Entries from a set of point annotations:
■ ■ ■ ■

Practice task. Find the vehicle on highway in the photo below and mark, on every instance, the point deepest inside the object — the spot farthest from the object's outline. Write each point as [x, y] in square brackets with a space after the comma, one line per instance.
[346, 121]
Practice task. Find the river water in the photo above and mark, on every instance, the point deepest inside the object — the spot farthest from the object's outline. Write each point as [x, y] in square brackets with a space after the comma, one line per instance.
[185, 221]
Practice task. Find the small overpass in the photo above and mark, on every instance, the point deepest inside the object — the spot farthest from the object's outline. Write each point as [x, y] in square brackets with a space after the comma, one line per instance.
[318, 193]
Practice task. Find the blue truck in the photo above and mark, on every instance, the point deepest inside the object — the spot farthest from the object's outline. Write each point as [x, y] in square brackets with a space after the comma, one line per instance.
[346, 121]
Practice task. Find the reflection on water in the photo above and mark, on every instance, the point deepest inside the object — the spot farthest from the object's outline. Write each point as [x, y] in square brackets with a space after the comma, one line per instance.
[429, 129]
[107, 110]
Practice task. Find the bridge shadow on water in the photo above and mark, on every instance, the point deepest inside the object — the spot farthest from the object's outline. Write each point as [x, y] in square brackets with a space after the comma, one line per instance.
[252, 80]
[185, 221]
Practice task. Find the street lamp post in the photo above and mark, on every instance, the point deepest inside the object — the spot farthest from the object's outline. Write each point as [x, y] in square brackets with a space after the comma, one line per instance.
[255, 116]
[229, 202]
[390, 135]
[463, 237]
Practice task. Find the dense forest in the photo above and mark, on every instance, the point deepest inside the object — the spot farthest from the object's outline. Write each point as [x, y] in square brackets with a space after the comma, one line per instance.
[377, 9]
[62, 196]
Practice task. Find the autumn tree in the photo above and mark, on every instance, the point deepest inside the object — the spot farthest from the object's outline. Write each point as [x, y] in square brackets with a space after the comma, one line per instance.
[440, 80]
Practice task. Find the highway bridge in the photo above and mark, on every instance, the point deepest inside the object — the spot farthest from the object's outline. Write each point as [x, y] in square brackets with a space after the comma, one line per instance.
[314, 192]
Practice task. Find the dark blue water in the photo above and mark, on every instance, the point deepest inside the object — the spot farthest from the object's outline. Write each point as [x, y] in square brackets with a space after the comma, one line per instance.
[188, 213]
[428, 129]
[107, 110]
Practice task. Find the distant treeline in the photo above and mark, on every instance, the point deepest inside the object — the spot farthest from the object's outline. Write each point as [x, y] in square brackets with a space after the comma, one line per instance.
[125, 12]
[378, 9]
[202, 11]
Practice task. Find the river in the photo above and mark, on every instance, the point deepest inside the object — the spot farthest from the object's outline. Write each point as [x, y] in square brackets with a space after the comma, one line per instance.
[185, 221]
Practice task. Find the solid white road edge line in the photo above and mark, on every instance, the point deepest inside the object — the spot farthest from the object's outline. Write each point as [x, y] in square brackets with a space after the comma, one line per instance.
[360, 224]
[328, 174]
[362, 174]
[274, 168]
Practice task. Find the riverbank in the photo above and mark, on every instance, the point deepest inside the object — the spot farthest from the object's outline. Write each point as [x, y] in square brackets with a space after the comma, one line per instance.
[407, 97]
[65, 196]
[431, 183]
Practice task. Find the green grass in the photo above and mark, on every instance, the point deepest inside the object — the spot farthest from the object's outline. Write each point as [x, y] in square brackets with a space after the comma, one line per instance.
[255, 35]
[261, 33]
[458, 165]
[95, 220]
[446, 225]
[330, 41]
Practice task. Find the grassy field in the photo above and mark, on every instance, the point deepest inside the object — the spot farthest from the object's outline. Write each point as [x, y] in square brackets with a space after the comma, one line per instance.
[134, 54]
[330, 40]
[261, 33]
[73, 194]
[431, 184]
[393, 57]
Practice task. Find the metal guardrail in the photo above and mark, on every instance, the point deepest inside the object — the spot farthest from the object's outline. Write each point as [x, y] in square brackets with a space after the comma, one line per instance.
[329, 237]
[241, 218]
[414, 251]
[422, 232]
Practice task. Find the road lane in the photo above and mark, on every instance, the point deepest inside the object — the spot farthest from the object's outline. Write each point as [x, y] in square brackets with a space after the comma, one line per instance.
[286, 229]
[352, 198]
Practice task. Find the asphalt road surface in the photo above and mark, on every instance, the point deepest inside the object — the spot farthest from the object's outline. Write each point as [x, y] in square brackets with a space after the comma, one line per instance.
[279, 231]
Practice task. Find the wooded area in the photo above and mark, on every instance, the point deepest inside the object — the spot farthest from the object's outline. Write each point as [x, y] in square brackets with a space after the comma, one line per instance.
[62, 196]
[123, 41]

■ ■ ■ ■

To do:
Put the data into a Markdown table with the columns Row and Line. Start at the line containing "Practice task. Find the wooded", continue through the end of the data, and leave out blank lines.

Solved problem:
| Row | Line |
|---|---|
| 1 | Practice task. Find the wooded area in the photo above and mark, on every instance, the point deepest inside the object — the spot farthest from the object's outline. Write each point as [x, y] in square brackets with a space after the comma, one line per instance. |
| 2 | [62, 196] |
| 3 | [123, 41] |